▶ _PROBLEM REQUIREMENTS_
Output each entry that follows exactly. Images stay out.

▶ _DATA SUPPLIED_
[BEGIN]
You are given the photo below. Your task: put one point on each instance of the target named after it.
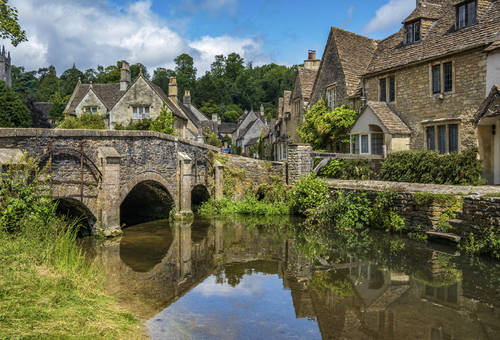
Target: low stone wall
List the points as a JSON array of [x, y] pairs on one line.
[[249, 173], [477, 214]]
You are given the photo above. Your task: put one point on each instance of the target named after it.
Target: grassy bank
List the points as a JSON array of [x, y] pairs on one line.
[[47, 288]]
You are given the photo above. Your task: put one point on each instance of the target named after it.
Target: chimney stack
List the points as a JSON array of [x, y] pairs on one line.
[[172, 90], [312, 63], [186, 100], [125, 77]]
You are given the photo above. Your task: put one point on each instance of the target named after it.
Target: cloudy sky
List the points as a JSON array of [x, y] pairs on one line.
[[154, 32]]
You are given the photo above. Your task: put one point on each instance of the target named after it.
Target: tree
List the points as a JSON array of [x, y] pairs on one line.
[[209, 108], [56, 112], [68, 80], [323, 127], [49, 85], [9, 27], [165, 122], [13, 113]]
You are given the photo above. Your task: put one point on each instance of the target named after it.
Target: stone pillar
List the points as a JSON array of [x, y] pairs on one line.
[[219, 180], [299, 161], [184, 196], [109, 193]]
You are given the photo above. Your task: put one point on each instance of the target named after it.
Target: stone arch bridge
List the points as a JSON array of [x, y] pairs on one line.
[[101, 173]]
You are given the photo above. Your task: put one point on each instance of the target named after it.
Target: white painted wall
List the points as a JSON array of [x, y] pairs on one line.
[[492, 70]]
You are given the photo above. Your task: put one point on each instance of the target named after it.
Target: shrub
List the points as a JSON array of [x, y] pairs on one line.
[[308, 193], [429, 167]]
[END]
▶ _RESULT FOR THIS TASK_
You are given the photo below. Your task: put one point on each instance of the target named after it.
Target: low stone wall
List the points as a JSON array of [x, y] pairs on one line.
[[249, 173], [477, 214]]
You are given the photo above. Your task: put one point on each instance of the target named after it.
Target: grassy bank
List the points as a JSON array of [x, y] pairs on one line.
[[47, 288]]
You are given the photo above. Your task: put one point on each instance of the target named after it.
Target: chimney stack
List the points as a JSON array of [x, y] pairs on one line.
[[172, 90], [312, 63], [186, 100], [125, 77]]
You are given the photo above. Your task: put one point on each instance of the target named after it.
Target: cloudy sky
List the points as a JSON array of [x, y] pairs on one line.
[[154, 32]]
You are given the photo above. Your task: put one point on each instance of the target named after it.
Target: tree
List the points as a JSON array of [x, y] pairs on one line.
[[209, 108], [56, 112], [68, 80], [323, 127], [49, 85], [9, 27], [165, 122], [13, 113]]
You are given the photo above. Your task: put one point on each instance of the target named after it.
Target: stone pillar
List the points as a JSON array of [x, y] pairs on one line.
[[219, 180], [299, 161], [184, 196], [109, 193]]
You are given the photo above. Your task: put one point on each instance of the target named after it.
Target: stone arch bridge
List the points as a JSON array of [x, y] pairs on one line.
[[101, 173]]
You are given the photo above. Your task: put one point on each instance of the target named after it.
Target: white painted wall
List the points as a JSON array of [x, y] pairs on one line.
[[492, 70]]
You are given the photo above. Your task: put one point on each instance of the target named after it.
Target: shrub
List the points as a JSON array of [x, y] pairs on one line.
[[308, 193], [429, 167]]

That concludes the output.